_Prompt_
Of the lines listed below, return exactly those that run from the line containing "Target: dark sunglasses" through the line containing "Target: leather belt", both included.

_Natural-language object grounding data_
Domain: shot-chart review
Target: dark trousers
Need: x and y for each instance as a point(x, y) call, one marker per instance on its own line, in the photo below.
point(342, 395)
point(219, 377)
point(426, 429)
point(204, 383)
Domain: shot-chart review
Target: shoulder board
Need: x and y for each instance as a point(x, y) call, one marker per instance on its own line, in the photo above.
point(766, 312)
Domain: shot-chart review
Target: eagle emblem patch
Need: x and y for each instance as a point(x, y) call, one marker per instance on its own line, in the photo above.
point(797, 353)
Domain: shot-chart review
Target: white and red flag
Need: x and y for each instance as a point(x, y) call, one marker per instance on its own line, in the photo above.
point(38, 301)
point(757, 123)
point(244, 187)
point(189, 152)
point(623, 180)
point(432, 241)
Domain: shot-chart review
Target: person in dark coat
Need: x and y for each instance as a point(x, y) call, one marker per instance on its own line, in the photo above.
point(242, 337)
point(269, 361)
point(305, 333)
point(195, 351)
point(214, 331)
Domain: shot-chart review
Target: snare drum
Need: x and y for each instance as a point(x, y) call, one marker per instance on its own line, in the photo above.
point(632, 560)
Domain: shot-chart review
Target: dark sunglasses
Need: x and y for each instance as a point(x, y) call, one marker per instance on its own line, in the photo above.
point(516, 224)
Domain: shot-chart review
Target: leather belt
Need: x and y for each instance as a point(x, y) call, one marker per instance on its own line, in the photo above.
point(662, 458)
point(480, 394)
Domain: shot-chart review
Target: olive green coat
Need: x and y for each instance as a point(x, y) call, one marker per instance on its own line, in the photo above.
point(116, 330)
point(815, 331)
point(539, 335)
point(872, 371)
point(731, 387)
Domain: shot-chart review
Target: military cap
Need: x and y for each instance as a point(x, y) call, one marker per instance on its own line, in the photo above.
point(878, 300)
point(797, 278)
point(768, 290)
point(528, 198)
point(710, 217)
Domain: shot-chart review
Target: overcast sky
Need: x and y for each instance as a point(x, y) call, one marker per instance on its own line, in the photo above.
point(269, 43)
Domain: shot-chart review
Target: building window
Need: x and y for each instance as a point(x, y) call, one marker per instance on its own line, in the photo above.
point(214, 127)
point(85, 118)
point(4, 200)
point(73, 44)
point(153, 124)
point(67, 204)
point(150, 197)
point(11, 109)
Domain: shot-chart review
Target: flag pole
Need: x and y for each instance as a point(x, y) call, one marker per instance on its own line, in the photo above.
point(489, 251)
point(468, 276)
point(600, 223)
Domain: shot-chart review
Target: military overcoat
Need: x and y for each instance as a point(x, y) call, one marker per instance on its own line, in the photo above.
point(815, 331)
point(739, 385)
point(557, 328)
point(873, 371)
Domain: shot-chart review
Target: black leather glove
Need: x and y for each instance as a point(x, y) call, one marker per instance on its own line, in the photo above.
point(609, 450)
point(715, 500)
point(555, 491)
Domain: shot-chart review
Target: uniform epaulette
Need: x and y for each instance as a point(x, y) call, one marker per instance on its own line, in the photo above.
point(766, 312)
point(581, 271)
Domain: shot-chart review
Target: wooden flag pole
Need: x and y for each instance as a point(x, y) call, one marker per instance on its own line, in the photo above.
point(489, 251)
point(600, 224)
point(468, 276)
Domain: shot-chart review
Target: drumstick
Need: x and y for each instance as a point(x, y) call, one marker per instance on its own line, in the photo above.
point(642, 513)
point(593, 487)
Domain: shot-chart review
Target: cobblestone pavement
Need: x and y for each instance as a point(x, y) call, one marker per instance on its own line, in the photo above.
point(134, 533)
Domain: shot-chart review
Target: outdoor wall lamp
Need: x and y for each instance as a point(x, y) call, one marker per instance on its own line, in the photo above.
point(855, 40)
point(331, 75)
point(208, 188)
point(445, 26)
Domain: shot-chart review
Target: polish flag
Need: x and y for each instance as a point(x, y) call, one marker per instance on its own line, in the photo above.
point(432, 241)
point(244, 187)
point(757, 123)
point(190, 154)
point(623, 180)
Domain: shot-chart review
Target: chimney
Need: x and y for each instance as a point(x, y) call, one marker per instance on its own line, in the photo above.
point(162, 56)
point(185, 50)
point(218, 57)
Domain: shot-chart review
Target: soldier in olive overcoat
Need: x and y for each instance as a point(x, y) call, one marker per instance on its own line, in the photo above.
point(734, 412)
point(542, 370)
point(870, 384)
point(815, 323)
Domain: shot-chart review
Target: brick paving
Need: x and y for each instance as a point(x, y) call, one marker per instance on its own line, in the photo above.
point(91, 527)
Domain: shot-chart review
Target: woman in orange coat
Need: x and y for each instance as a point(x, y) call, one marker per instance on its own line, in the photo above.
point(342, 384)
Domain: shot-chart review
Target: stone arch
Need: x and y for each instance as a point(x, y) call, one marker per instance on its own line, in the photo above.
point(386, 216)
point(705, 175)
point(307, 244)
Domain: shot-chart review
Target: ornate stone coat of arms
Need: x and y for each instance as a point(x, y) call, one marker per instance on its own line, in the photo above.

_Completed exercise_
Target: dark sunglasses
Need: x and y for each instance as a point(x, y) call, one marker per instance on its own line, in the photo above.
point(516, 224)
Domain: shot-chart review
Target: leather belt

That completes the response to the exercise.